WHAT YOU NEED TO DO: Below is some data; print it all back exactly.

[Saved entries]

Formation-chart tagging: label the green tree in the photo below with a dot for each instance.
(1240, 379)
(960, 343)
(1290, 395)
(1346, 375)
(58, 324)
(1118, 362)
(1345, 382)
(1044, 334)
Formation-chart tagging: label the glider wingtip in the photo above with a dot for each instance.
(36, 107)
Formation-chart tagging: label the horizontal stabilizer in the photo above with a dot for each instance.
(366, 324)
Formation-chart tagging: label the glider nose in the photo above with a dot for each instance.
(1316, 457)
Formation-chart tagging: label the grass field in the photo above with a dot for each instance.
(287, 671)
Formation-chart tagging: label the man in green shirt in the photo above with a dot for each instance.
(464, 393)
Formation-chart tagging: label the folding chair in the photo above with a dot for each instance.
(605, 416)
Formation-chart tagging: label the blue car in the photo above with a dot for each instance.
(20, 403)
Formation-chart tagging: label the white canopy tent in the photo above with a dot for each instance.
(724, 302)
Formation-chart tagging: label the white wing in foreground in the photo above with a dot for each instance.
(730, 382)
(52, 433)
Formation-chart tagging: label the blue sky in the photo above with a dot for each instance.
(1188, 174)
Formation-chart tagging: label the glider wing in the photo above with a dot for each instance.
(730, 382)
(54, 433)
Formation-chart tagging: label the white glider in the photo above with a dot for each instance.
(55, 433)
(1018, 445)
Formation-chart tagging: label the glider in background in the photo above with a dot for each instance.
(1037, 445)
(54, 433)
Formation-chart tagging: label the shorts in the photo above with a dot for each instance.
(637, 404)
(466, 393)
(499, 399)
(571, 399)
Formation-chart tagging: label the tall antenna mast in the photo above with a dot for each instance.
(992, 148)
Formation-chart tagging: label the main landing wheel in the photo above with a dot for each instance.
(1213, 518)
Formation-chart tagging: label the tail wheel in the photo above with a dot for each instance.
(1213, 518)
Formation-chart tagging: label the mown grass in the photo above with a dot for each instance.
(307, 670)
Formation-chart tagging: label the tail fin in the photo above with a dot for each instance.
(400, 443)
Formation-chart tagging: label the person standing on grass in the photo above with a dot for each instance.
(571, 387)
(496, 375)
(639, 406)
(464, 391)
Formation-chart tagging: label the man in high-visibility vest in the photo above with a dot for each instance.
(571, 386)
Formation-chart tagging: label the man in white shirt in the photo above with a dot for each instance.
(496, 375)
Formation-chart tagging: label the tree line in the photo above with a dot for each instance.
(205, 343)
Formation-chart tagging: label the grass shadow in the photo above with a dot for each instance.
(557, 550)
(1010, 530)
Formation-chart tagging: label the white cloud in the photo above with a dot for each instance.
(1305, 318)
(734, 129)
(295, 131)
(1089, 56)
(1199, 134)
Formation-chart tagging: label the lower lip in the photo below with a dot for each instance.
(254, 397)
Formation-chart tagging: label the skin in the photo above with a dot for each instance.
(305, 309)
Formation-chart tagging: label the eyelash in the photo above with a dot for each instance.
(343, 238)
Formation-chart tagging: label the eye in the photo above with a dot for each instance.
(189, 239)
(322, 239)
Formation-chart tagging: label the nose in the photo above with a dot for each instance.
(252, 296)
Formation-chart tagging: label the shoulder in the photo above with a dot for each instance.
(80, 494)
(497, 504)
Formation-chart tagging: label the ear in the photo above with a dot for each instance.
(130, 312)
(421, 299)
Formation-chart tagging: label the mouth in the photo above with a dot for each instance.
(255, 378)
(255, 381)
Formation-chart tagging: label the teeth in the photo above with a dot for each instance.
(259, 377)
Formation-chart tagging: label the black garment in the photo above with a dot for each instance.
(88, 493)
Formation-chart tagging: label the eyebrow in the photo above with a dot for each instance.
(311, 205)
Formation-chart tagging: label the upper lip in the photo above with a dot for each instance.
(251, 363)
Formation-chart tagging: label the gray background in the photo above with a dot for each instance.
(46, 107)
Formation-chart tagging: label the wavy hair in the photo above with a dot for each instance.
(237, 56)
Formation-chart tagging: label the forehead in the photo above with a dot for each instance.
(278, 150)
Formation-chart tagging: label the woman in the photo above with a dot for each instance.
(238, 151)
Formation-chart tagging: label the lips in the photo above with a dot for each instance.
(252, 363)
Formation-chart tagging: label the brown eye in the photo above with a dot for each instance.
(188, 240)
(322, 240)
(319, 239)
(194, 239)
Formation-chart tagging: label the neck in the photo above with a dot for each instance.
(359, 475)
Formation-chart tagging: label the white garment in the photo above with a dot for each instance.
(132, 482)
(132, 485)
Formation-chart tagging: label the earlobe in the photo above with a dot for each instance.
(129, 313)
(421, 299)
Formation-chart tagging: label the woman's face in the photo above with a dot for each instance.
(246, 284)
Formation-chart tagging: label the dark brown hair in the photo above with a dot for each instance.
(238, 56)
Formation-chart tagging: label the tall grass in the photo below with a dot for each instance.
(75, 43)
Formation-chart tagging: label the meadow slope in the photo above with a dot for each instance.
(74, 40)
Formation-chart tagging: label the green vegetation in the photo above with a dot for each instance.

ANSWER BOX:
Formation-chart tagging: label the green tree in the photo below with a dot for each instance.
(1240, 379)
(960, 343)
(1290, 395)
(1346, 375)
(58, 324)
(1118, 362)
(1345, 382)
(1044, 334)
Formation-chart tagging: label the glider wingtip in the photo above with a dot for each instance.
(36, 107)
Formation-chart tagging: label the horizontal stabilizer in the photo above with a dot for each instance.
(366, 324)
Formation-chart tagging: label the glider nose in the photo above with a dot for each instance.
(1316, 457)
Formation-chart tagging: label the grass field in the photo above with a dot for each instance.
(287, 671)
Formation-chart tagging: label the man in green shirt in the photo above with a dot for each instance.
(464, 393)
Formation-chart tagging: label the folding chair in the photo above with a dot for each instance.
(605, 416)
Formation-chart tagging: label the blue car in the photo above with a dot for each instance.
(20, 403)
Formation-chart tagging: label the white canopy tent in the photo above with a dot for each instance.
(724, 302)
Formation-chart tagging: label the white wing in foreground in the photo above with a dot for each instance.
(730, 382)
(52, 433)
Formation-chart tagging: label the blue sky in the photo above with a dot for each instance.
(1188, 174)
Formation-chart tagging: label the glider wing in the photo above with a dot for each instance.
(730, 382)
(54, 433)
Formation-chart tagging: label the white glider in the photo above with a dot for each instance.
(55, 433)
(1018, 445)
Formation-chart tagging: label the glider in background in the photo above with a dot for each instance.
(1037, 445)
(54, 433)
Formation-chart tagging: label the shorts in the photo above with a dot for each instance.
(637, 404)
(466, 393)
(499, 399)
(571, 399)
Formation-chart tagging: label the tall antenna mast in the photo above with a dot for each instance.
(992, 148)
Formation-chart tagging: label the main landing wheel in the photo above with a dot for each instance.
(1213, 518)
Formation-chart tagging: label the tail wheel in the photo above with a dot for each instance.
(1213, 518)
Formation-chart tagging: label the mown grass in the photo above with a dot for each instance.
(307, 670)
Formation-chart tagging: label the tail fin in the photo above with a dot for each instance.
(400, 443)
Formation-chart tagging: label the person standing on grass in the photo above with a dot for each instance.
(571, 387)
(496, 375)
(639, 406)
(464, 391)
Formation-chart tagging: label the man in high-visibility vest in the photo above with a dot for each instance.
(571, 386)
Formation-chart tagging: label the man in white shirt in the photo above with a dot for each instance.
(496, 375)
Formation-chart tagging: label the tree line in the photo above with a dot for each instance.
(205, 343)
Formation-chart tagging: label the grass shadow in the photo above with a dot for each instance.
(557, 550)
(1010, 530)
Formation-chart tagging: label the white cloud in the photo above with a dot for each instance.
(1305, 318)
(734, 129)
(295, 131)
(1089, 56)
(1199, 134)
Formation-chart tagging: label the lower lip in the photo below with a dot for each instance.
(254, 397)
Formation-chart tagging: label the skin in the photo above with a dot for each instance.
(305, 309)
Formation-chart tagging: label the eyelash in the photo above with a dot for each instance.
(343, 238)
Formation-chart tagging: label the eye in the photo above with a dot for each instance.
(189, 239)
(322, 239)
Formation-chart tagging: label the nose in the photo above with a dot for each instance.
(252, 296)
Formation-chart tagging: label the shoulder in the photo above with a dot for each instance.
(80, 494)
(497, 504)
Formation-chart tagging: label the ear in the photo above with a dot for each instance.
(130, 312)
(421, 299)
Formation-chart tagging: label the mouth in the photo above with a dot for each instance.
(255, 378)
(255, 381)
Formation-chart tagging: label the teeth in the photo above with a dot for each instance.
(259, 377)
Formation-chart tagging: label the black garment in the photo above with a dot for each instance.
(88, 493)
Formation-chart tagging: label the eyebrow in the photo above with a dot for each instance.
(311, 205)
Formation-chart tagging: label the upper lip in the photo above with a dot for each instance.
(251, 363)
Formation-chart tagging: label the gray background in the photo above with a dot for each instance.
(46, 107)
Formation-chart tagging: label the wavy hair in the photo above with a dot for each instance.
(237, 56)
Formation-chart tagging: label the forehead in the photo above with a dot for each instance.
(278, 150)
Formation-chart tagging: label the woman in the photo above with a dot for each instance.
(238, 151)
Formation-chart tagging: label the lips in the photo above with a dot for each instance.
(252, 363)
Formation-chart tagging: label the brown eye in the photo above with a dot for each instance.
(188, 240)
(322, 240)
(319, 239)
(194, 239)
Formation-chart tagging: label the neck in the photo above with a dot for each instance.
(359, 475)
Formation-chart tagging: label the white garment in the photo above with a dot for each instance.
(132, 482)
(132, 485)
Formation-chart tagging: label the earlobe in the photo above with a dot for each instance.
(129, 313)
(421, 299)
Formation-chart tagging: label the woman's face in the photo above with a dot for each instance.
(246, 284)
Formation-chart tagging: label the dark brown hair in the photo above with a dot for each instance.
(238, 56)
Formation-chart tagging: label the tall grass in the photo below with a dot for each instance.
(75, 43)
Formation-chart tagging: label the meadow slope in the photo above with a dot for each instance.
(74, 40)
Formation-chart tagging: label the green vegetation in the photo above with a dot for each instance.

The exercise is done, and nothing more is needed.